— What is being asked —
Within the data below, count the lines that include "striped" and give only the count.

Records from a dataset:
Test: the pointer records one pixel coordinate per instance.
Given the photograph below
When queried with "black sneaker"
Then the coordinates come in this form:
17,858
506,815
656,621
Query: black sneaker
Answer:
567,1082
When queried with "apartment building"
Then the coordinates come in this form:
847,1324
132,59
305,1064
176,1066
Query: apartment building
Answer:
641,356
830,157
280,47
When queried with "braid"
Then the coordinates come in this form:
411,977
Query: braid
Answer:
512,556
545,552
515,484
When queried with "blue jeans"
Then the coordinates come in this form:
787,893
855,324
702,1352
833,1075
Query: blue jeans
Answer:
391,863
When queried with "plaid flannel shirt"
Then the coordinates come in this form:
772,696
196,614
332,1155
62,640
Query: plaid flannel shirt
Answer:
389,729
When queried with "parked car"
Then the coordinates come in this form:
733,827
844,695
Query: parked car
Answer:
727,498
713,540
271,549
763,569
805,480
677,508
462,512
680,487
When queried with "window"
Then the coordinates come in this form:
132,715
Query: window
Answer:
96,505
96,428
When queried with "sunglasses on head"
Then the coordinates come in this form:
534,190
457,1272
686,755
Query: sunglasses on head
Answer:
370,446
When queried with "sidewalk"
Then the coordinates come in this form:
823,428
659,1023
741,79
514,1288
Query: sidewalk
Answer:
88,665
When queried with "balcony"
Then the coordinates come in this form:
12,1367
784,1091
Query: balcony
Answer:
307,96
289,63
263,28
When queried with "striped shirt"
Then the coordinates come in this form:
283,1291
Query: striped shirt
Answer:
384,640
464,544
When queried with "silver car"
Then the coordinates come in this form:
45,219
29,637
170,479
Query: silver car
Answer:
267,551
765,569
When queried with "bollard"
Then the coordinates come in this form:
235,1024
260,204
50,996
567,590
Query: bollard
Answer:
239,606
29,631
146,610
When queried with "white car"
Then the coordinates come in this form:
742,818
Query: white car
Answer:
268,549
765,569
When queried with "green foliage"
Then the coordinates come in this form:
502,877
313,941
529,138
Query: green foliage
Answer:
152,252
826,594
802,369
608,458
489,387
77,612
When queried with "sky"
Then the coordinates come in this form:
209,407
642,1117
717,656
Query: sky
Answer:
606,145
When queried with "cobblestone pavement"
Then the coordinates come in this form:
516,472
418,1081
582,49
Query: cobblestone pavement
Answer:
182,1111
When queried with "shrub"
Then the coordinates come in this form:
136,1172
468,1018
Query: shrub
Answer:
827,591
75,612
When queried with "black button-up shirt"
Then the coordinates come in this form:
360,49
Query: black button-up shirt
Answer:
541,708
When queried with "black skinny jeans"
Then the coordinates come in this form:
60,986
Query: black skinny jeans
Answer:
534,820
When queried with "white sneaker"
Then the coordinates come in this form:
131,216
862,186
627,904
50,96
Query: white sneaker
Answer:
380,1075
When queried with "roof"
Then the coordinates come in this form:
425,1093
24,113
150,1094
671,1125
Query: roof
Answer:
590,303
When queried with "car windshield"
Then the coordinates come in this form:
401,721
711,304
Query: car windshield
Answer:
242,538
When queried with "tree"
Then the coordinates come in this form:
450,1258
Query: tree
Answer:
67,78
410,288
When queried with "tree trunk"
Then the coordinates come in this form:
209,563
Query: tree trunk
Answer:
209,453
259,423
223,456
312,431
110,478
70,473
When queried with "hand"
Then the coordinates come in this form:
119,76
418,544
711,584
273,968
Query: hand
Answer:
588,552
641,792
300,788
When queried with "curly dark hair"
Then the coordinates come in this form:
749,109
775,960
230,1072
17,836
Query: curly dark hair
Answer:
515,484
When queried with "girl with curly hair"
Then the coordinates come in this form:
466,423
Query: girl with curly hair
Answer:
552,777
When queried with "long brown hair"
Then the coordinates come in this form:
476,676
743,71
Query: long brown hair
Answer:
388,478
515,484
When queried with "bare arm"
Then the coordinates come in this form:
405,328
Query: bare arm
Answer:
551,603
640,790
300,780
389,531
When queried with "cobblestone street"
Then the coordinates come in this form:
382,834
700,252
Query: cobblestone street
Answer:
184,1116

— Output below —
2